| Passage shown |
>> START

GOCIA was initially built to handle amorphous layers without directional or well-defined bonding modes, where every atom in the sampling region was allowed to form any type of bond (as individual adatoms). A recent update enabled our implementation of the GCGA to handle the coverage of polyatomic and mixed adsorbates while maintaining their intactness, which is rather relevant to study the reaction intermediate-relevant surface phenomenon and the complex interplay between surface atoms and multiple types of surface species.
The random structure generator of GOCIA, whose primary role is to make the initial population for the GCGA, can also work as a good one-shot sampler for smaller systems such as smaller subnanometer clusters supported on surfaces and adsorbate configurations at low coverage.25
GOCIA also provides a toolkit and a streamlined workflow for grand canonical density functional theory (GCDFT) calculations using the surface charging approach. This is useful for sampling of electrified interfaces, such as those used in electrocatalysis.
Every mentioned component of GOCIA is highly versatile and can be customized to meet a broadness of needs in the areas of catalysis, materials science, surface science, and so on.
GOCIA has been applied to study the structure, reactivity, and spectroscopy of many surface systems ranging from clusters to amorphous over-layers and to reconstruction of crystalline metal electrodes, in thermal- and electro-catalysis.26 A few representative systems shown in Fig. 1a–c are: fluorine-doped tin oxide (FTO) supported Ptn (n = 1–8) clusters under varying H coverage during the electrochemical hydrogen evolution reaction (HER);10 partial boron oxide/hydroxide over-layer formed on hexagonal boron nitride (hBN) under conditions of oxidative dehydrogenation of propane (ODHP);27,28 restructuring of crystalline Cu facets induced by H and CO coverage under CO2 reduction reaction (CO2RR) conditions.29 Other notable applications include restructuring of Cu under acidic HER conditions,9,30 metal–support contact angle of small nanoparticles (NPs),25 and the structure of amorphous nickel oxide/hydroxide on the Pt surface.31
The interface class is based on the atom class (from the ASE module32) with some additional structure-related metadata as is illustrated in Fig. 2. There are two atomistic parts within an interface object, a constrained region and a relaxed region. The constrained region is usually the bottom few layers of the slab and can mimic the behaviour of the bulk. The relaxed region is the part of the surface that can interact with the external environment but cannot change its own composition, usually the top few layers of the slab or supported surface species such as subnanometer clusters or adatoms.

>> END

| Available data |

>> START

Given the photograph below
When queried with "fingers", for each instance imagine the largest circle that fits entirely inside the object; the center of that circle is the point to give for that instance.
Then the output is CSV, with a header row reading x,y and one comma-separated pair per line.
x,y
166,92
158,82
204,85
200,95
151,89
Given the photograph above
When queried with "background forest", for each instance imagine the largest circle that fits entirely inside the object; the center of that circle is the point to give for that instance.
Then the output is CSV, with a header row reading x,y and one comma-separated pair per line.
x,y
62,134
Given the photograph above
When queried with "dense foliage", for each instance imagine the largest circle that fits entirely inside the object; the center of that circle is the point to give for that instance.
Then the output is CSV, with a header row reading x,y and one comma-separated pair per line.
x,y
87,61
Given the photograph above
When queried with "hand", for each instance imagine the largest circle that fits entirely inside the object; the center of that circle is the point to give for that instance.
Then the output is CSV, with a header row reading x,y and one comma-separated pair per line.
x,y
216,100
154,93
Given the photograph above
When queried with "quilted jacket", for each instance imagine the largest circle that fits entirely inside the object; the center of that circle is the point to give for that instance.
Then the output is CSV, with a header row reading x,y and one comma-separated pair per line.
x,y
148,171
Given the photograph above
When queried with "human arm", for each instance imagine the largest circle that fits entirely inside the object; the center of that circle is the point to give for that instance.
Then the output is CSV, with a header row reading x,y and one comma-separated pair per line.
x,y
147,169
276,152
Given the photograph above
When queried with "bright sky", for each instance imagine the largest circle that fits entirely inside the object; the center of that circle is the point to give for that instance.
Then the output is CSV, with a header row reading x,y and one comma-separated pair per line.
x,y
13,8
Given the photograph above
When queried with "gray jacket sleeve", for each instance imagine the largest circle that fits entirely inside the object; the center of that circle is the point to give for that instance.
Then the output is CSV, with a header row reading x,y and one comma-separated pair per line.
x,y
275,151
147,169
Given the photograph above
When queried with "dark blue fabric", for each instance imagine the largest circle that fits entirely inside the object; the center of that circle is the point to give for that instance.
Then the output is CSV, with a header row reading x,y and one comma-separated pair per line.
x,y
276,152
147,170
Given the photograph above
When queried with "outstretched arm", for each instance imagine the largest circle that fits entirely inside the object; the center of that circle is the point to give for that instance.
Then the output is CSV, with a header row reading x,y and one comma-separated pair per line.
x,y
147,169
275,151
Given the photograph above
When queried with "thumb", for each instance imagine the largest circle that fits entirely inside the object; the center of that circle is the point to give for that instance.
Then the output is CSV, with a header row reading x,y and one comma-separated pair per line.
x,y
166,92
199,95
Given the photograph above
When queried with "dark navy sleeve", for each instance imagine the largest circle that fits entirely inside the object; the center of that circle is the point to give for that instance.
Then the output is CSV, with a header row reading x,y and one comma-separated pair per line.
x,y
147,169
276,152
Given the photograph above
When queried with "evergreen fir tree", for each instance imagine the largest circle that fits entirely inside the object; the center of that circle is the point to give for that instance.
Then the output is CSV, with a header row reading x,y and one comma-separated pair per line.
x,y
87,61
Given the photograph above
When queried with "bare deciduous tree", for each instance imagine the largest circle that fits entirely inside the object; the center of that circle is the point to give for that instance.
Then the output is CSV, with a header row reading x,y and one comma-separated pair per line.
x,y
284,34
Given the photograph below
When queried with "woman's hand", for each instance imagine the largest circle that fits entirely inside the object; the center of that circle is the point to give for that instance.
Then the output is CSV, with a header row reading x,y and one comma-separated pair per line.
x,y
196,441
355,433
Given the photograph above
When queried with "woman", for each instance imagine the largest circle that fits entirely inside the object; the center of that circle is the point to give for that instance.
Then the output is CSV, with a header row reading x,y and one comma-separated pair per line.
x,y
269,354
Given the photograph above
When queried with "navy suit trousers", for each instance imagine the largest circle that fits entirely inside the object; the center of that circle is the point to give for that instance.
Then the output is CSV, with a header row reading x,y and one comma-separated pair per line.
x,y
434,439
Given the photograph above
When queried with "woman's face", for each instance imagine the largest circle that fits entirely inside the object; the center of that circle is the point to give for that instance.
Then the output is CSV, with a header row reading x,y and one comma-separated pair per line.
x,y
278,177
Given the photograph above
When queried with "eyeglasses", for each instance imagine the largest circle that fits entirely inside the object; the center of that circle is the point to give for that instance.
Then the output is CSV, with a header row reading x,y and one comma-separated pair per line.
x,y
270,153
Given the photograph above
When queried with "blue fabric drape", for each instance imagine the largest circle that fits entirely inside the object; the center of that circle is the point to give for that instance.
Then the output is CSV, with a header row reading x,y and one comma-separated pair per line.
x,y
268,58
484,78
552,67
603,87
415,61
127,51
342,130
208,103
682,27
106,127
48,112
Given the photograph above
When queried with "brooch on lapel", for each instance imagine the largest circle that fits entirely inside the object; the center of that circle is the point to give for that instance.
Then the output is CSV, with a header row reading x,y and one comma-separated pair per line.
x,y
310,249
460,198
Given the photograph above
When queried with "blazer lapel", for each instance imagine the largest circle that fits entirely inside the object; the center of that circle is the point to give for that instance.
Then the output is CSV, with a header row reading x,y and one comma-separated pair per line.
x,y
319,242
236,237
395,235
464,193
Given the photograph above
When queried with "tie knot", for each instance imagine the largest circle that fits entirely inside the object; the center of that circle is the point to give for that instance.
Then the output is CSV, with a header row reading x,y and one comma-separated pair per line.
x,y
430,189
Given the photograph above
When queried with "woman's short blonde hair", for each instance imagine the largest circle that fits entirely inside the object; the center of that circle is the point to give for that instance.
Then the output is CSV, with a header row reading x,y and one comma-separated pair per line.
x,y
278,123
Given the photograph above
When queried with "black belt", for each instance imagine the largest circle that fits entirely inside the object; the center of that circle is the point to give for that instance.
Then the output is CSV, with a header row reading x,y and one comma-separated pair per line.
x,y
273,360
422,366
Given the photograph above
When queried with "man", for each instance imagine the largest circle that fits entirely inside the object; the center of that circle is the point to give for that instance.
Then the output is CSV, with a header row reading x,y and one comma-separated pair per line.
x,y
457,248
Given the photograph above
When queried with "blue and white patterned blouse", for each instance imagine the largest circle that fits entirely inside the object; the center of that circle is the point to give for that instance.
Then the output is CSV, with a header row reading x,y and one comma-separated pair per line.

>> END

| Objectives |
[a] Reproduce the passage on GOCIA word for word, everything from "Every mentioned component" down to "science, and so on.".
[b] Count the lines of the records that contain the string "tree", and reply with the number alone.
The passage on GOCIA and the records were taken from unrelated sources.

| Results by task |
[a]
Every mentioned component of GOCIA is highly versatile and can be customized to meet a broadness of needs in the areas of catalysis, materials science, surface science, and so on.

[b] 2